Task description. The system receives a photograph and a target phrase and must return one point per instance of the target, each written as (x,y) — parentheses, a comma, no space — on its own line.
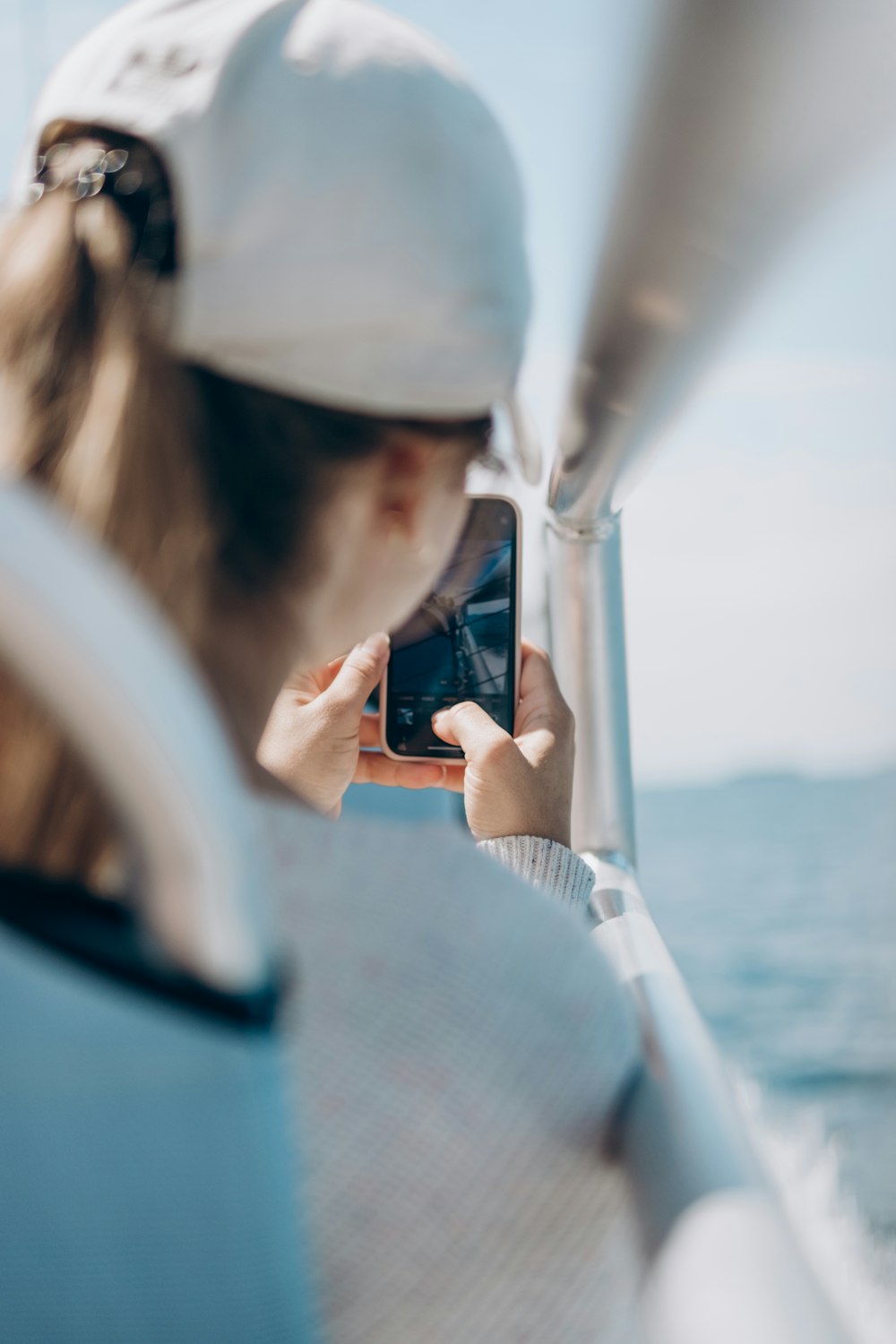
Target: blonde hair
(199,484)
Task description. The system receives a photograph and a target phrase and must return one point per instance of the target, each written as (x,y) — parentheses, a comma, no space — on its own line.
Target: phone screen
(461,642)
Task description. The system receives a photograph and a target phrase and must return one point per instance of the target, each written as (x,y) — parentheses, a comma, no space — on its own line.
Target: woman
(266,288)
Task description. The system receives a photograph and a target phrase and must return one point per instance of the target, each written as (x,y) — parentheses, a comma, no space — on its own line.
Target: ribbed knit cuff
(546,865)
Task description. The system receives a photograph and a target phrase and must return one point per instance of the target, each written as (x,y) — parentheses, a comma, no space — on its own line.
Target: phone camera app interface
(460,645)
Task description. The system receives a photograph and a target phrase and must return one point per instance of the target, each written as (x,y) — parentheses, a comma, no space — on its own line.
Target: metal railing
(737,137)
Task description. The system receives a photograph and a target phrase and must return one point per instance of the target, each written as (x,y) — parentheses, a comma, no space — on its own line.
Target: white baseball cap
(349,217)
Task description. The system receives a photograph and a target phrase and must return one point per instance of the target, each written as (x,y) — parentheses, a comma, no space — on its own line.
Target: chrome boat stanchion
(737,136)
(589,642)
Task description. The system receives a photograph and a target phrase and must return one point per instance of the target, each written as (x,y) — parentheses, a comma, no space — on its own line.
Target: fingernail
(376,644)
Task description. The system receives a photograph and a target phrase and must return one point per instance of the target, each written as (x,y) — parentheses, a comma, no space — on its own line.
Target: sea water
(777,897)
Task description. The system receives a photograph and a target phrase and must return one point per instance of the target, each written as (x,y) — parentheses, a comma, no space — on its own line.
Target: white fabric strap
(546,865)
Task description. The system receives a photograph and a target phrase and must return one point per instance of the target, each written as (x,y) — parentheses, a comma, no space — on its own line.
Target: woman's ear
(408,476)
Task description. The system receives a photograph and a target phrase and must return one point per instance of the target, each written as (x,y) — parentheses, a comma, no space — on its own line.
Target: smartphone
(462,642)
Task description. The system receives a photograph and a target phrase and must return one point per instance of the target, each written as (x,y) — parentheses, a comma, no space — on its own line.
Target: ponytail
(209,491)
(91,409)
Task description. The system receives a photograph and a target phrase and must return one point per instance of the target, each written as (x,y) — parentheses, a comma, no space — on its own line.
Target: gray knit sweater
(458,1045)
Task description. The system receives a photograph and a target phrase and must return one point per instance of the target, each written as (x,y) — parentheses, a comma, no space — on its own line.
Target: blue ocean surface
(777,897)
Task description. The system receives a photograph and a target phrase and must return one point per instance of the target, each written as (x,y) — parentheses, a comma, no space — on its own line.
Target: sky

------------------------------------

- Your goal -
Retype nothing except the lines from the line holding "Target: smartphone" through the last line of the entries, both included.

- Answer -
Target: smartphone
(462,642)
Task description. The system receives a photograph and a target phrase and must return one point per instance of the target, each written as (x,y) — parentheses, a comma, no space — on its own line.
Target: ponytail
(209,491)
(91,409)
Task description. The system receives a photograph and a target phrase and must return one point per instance of the target, each written as (x,y) — parentheses, a comma, no space — on its own line.
Target: gray knit sweater
(458,1045)
Task description. The system receives a photograph and a target phrase and must return one point per instance of the target, each written as (x,y) — parentheses, a comma, no space — on its own line.
Target: blue ocean surface
(777,897)
Task description. The system receives a photograph and a target phrase and must return one point per instance of the target, each written as (x,y) — parentheses, a comma, no space — on its own line.
Target: sky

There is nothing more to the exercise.